Every line of the entries below from the one containing "the neck, then" to the one containing "of the bare", both ends included, must be written out exactly. No other line belongs in the answer.
━━━━━━━━━━━━━━━━━━━━
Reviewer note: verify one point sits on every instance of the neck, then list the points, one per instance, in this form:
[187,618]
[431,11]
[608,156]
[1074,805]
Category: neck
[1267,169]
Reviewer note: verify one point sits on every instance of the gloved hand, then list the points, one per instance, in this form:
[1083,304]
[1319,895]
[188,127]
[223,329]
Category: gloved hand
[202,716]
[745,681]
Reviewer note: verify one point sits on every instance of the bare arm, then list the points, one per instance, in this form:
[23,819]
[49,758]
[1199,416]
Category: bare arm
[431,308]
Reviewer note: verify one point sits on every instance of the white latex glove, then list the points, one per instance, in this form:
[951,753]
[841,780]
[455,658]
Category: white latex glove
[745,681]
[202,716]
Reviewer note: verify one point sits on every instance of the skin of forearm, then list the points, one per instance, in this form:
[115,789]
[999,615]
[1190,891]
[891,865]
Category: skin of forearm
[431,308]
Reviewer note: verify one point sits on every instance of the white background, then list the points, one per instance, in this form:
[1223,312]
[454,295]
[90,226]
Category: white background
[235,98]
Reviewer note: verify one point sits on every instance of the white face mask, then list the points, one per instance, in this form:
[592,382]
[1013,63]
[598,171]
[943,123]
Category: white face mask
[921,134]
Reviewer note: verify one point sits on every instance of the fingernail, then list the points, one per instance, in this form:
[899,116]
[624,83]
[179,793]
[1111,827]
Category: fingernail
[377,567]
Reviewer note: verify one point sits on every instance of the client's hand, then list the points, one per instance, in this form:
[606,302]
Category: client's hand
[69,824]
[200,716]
━━━━━━━━━━━━━━━━━━━━
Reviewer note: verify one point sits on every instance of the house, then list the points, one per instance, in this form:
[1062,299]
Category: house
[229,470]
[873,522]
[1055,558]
━━━━━━━━━━━━━━━━━━━━
Answer to this exercise
Reviewer note: verify one point sits on every instance of the neck, then list the points, one per instance, in this form:
[187,618]
[431,11]
[608,156]
[1074,805]
Category: neck
[1267,169]
Reviewer note: verify one point sits on every instance of the gloved hand, then list the points, one per instance, in this form:
[1083,304]
[1319,895]
[188,127]
[223,329]
Category: gloved hand
[202,716]
[745,681]
Reviewer note: verify one point sits on every instance of the bare arm, then list the points, one per instance, in this form:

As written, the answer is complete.